(Beginning of Exercise material)
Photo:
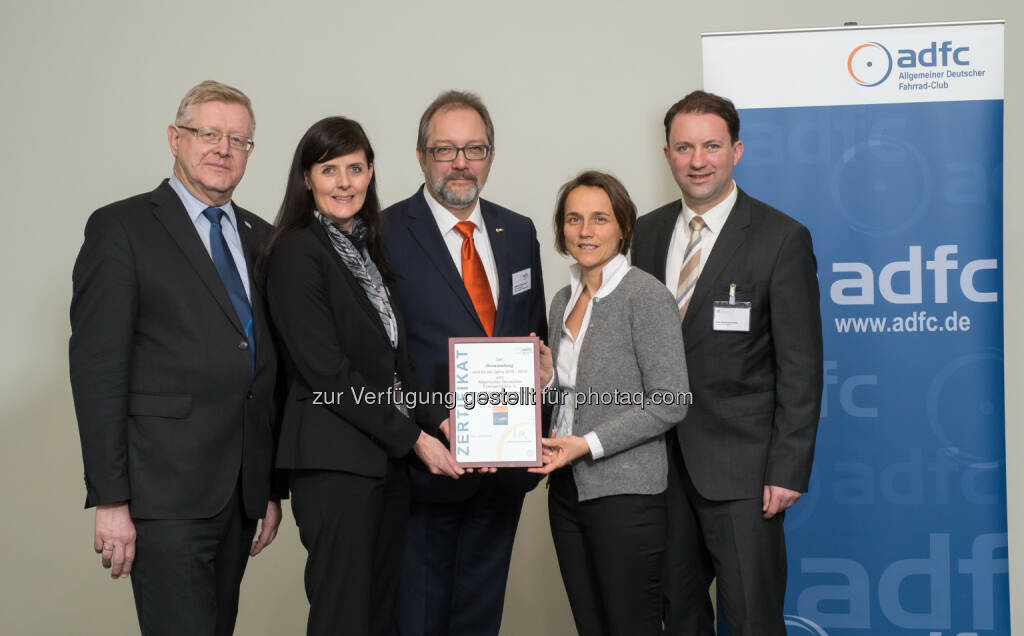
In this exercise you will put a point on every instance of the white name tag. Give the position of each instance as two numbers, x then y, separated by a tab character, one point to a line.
731	316
520	282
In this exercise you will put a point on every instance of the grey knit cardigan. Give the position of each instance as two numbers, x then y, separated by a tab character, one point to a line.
633	346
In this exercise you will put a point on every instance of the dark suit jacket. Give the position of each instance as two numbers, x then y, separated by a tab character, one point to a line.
334	343
169	409
433	296
757	395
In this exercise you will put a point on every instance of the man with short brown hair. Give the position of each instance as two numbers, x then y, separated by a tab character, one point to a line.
467	267
744	279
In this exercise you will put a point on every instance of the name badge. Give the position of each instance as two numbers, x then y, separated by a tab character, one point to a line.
520	282
731	315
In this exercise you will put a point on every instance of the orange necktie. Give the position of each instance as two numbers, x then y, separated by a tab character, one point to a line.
475	278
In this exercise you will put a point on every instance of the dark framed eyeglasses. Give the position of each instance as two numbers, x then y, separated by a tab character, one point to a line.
212	135
449	153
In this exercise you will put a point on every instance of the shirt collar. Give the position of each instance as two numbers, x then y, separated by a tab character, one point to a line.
443	217
194	206
716	217
611	276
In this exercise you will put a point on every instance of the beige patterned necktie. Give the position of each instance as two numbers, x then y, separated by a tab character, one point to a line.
691	266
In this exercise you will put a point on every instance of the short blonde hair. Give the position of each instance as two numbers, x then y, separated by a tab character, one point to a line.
212	91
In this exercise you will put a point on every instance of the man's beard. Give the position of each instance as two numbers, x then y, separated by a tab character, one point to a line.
452	199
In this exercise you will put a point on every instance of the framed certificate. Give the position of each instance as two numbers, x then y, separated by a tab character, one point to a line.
497	417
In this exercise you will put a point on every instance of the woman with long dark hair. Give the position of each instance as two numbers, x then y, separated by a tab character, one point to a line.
346	431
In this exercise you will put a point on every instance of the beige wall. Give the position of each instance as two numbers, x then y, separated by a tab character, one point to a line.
90	88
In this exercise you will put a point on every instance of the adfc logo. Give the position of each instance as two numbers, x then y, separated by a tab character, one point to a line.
869	64
803	626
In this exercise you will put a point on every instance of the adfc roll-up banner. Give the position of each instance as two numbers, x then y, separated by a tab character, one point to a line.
887	142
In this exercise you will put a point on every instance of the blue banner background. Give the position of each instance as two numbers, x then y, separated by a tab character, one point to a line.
904	527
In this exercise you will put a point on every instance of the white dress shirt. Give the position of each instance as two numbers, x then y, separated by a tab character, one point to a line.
568	348
714	219
228	227
446	221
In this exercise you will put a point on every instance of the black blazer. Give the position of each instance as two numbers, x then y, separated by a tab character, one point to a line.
169	409
757	395
334	343
433	295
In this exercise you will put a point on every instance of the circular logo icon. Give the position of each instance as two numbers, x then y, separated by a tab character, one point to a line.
800	625
869	64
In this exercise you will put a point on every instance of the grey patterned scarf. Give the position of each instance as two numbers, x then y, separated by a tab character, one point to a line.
361	266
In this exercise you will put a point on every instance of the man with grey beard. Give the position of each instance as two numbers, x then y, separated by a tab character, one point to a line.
467	267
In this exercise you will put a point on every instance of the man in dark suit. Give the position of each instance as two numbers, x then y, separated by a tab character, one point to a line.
466	267
173	373
744	279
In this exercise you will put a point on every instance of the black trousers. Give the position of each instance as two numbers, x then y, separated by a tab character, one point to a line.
727	540
187	571
611	555
352	527
457	563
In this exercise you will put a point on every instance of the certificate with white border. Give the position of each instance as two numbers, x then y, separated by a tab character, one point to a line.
497	417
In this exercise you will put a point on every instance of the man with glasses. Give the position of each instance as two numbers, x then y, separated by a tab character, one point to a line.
471	268
173	373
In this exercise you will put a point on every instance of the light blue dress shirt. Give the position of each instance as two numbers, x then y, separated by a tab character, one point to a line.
228	225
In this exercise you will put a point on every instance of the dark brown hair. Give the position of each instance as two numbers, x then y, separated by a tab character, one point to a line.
450	100
623	207
330	137
706	103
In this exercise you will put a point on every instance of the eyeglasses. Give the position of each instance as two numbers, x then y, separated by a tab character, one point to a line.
212	135
449	153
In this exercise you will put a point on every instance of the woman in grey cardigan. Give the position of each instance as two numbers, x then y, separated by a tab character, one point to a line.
621	372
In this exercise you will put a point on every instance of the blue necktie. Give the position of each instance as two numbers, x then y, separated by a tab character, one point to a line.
229	274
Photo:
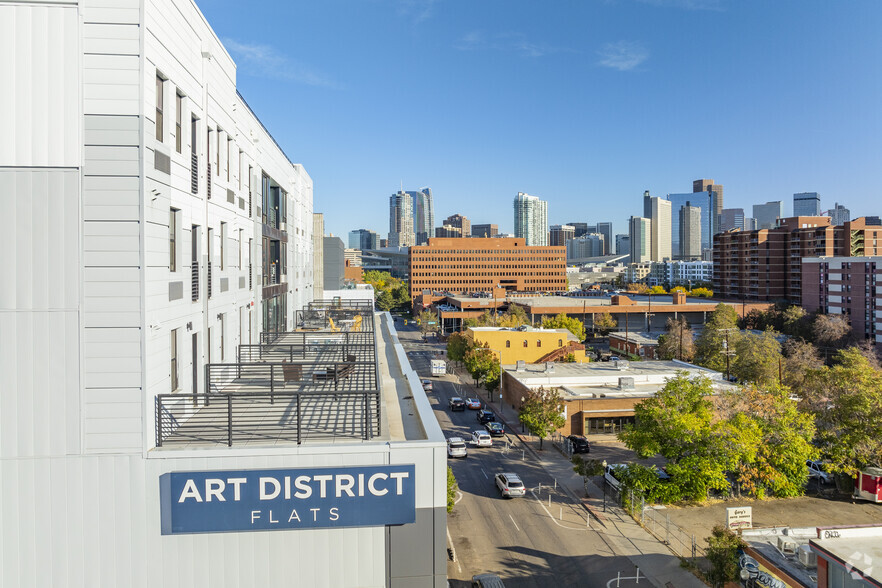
(End of Exercise material)
What is being asked -> Set out every record exactly, images excluded.

Completed exercise ->
Photo:
In this exercise you will put a point on every instance of the white name tag. Give the position of each instance as two numbers, x then y, separated by a tab character, one point to a line.
731	316
520	282
In this exercise you will put a point on every instance of the grey knit cardigan. Give the position of each instance as two numbers, x then y, separated by a tab character, one point to a line.
633	346
In this exercise you will put a point on every instance of the dark suit jacket. Give the position of each instance as two numbers, x then y, separated by a tab character, one point to a line.
334	343
169	409
433	296
757	395
In this exercise you will put a point on every instance of the man with short brown hair. Give the position of each instance as two numbers, x then y, separated by a tab character, one point to a line.
467	267
744	279
In this exercise you will put a point on every instance of the name badge. Give the position of each instance as two numbers, x then y, separated by a tab character, one point to a line.
520	282
731	315
In this exercise you will put a point on every instance of the orange necktie. Give the position of each instance as two numbers, x then y, separated by a tab character, one point to a line.
475	278
In this exercise you will put a point on every instance of the dark framed eyeglasses. Give the position of each instance as two numbers, x then y, separated by a tab character, one point to a line.
212	135
449	153
In this exercise you will put a point on every instance of the shirt collar. Give the position of each instance as two numbers, x then y, separated by a tab character, one point to a line.
443	217
194	206
716	217
611	276
In this exercise you will put a point on every instance of the beige patterned necktie. Give the position of each instance as two numbers, x then y, separated by a tab character, one point to a line.
691	266
In this exercise you will put a point on every instance of the short blonde hair. Give the position of each instance as two numbers, x then y, separated by a tab character, one point to a line.
212	91
In this exercise you will put a point on every instance of the man's beard. Give the position of each instance as two numbers, x then y, separated by a tab character, one point to a line.
452	199
In this exercise you will put a point on every instance of the framed certificate. Give the position of each instance as two numbers, x then y, separated by a tab character, one point to a line.
497	417
In this exercise you will put a point on every instance of the woman with long dark hair. Give the position of each instance as two numbers, x then y, separated by a tab character, one point to a line.
346	431
In this exercise you will put a point on every instance of the beige wall. Give the position of each instance as two numbers, x then y, separated by a tab character, one point to a line.
90	88
In this exercise you will put a point on every instance of the adfc logo. Give the position of each instance as two numbers, x then y, separated by a tab character, one point to a line.
869	64
803	626
In this exercise you will put a point on every instance of the adfc roll-up banner. Give the position of each instance as two numbers, x then y, separated by a tab character, one point to a line.
887	142
In this exercise you will put a point on every instance of the blue banner background. Give the position of each instance as two numbers, x then y, separated by a tab character, one point to a line.
904	527
In this exercise you will put a point on every instance of the white dress shirt. Give the position of each instance as two numbers, x then y, separated by a tab character, one point to a line.
568	348
714	219
228	227
446	221
In this exercise you will put a point on every instance of the black blazer. Give the position of each instance as two numbers, x then y, separated by a tab character, one point to a line.
169	409
757	395
334	343
433	295
In this exercise you will put a point on every instance of the circular logo icon. Give the position of each instance as two numbers, x then y, separated by a tab character, one point to a line.
800	625
869	64
In this exercise you will put a point on every instance of the grey patterned scarf. Give the position of each instance as two numbers, x then y, separated by a tab character, one point to a line.
361	266
In this exercise you will put a point on every instance of the man with grey beard. Give the position of each instance as two numbers, x then y, separated by a tab character, one point to a line.
467	267
In this exercise you will put a point on every instance of the man in dark suit. Give the position of each instance as two numbers, x then y, separated by a tab character, one point to a line.
466	267
173	373
744	279
In this exercise you will put a point on every instance of the black trousers. Give the position of each instance as two numbers, x then y, separated by a tab character, one point to a line.
727	540
187	571
611	555
352	527
457	563
In this exercise you will put a point on every instance of the certificate with white border. Give the position of each instance as two numbers, x then y, separated by a tab character, one point to a line.
497	417
In this exercise you will put a point on every instance of the man with glasses. Give the position of each instance as two numbers, x then y, separated by a tab character, one point to a line.
471	268
173	373
In this exercise you will put a point on every instance of the light blue dress shirt. Give the position of each instance as two numbers, x then y, separated by a tab character, one point to a line.
228	225
In this exercise you will put a point on every instance of the dark brown hair. Give the position of each instance as two numbers, x then y, separated by a tab character, one point to a line.
450	100
623	207
330	137
706	103
In this exercise you will put a point on every instance of the eyeglasses. Give the position of each instance as two numbers, x then y, separated by a tab character, one point to a line.
212	135
449	153
In this exercise you will put a point on every instance of the woman in grey cardigan. Give the position of each instance as two numbers, x then y, separated by a tab character, one point to a line.
621	372
In this exercise you will put a point on every instance of the blue necktie. Give the position of each instance as two numbers, x then y, separated by a tab character, one point to a line.
229	274
Photo:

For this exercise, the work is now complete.